| Short problem |
Return every line of the data below verbatim, changing nothing.

+++++

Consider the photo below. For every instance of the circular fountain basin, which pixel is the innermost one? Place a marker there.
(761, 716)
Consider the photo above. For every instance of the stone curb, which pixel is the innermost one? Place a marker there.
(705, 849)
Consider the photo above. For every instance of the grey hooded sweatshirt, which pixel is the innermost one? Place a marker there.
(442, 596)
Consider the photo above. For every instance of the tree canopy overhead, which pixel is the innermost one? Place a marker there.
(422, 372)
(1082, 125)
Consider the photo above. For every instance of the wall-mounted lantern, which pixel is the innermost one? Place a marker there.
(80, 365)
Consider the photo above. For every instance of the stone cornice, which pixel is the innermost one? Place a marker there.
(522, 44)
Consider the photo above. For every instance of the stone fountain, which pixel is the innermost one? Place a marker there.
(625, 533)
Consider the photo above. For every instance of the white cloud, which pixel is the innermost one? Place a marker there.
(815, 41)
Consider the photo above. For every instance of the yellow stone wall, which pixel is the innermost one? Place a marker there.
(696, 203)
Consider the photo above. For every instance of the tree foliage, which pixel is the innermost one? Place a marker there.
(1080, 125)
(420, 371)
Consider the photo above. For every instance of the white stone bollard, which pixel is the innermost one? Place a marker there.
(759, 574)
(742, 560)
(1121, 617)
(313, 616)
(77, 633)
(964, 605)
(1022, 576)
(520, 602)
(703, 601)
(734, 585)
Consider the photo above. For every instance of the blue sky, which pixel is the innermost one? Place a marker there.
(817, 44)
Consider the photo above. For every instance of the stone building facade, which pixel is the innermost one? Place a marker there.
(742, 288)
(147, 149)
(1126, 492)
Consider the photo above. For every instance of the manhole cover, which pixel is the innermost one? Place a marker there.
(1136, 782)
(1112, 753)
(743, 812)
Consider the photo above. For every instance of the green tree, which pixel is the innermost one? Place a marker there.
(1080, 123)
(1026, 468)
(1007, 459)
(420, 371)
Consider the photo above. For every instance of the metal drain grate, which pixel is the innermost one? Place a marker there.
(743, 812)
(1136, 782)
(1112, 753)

+++++

| Response |
Consider the photo below. For every instance of the circular fountain basin, which pixel is the innermost one? Place a marker there.
(761, 716)
Consider the photo above. For every instance of the stone curb, which pixel is the innermost one? Place a marker there.
(705, 849)
Consider the photo above. For every instance of the grey hooded sweatshirt, which pixel is the innermost one? Place a marker there.
(442, 596)
Consider the photo above. For every instance of the tree canopy overhead, which pixel is the innermost one? Place a marker there.
(422, 372)
(1082, 125)
Consider the photo above. For every instance of the wall-mounted lantern, which pixel is the innermost one? Place a marker there.
(80, 365)
Consider the photo above. For every instance of the stone cornice, which pixel is the innermost one? Place a marker there.
(522, 44)
Consider the photo above. For every instance of the stone fountain, which pixel is the innermost one? Place a marker there.
(625, 533)
Consider the photo above. For every instance of the white cloud, which pixel is the innermost one? Place a marker there.
(815, 41)
Consider the photo above. For every instance of the yellow stone wall, which pixel is the innermost one? Place a marker there.
(696, 203)
Consider the photo above. For every instance of the tree foliage, which pixel is the innermost one? Place a marker there.
(1080, 125)
(420, 371)
Consider the photo above. For every instance of the white stone bollard, which pixel is the innermost one? Place a marker there.
(759, 574)
(742, 560)
(1121, 617)
(313, 616)
(77, 633)
(964, 605)
(1022, 576)
(520, 602)
(703, 601)
(734, 585)
Consider the photo above. For every instance of the blue sky, which pixel is the innermost one? Place a marker there.
(817, 44)
Consider the photo above. For every instance of the stone building facade, which pixel is the innermost one? Place a marker there.
(742, 288)
(147, 149)
(1126, 492)
Consider the photo above. For every instance of the manhole cover, which pixel is the innermost one? Place a marker there.
(1136, 782)
(1112, 753)
(743, 812)
Consider the photo above. For every instance of the green tree, which pixel is the innermost one? Place a marker there.
(1080, 123)
(1026, 468)
(1007, 459)
(420, 371)
Consider the photo above. For every instance of the metal drain grate, which pixel is the innermost one? Place a marker there.
(743, 812)
(1136, 782)
(1112, 753)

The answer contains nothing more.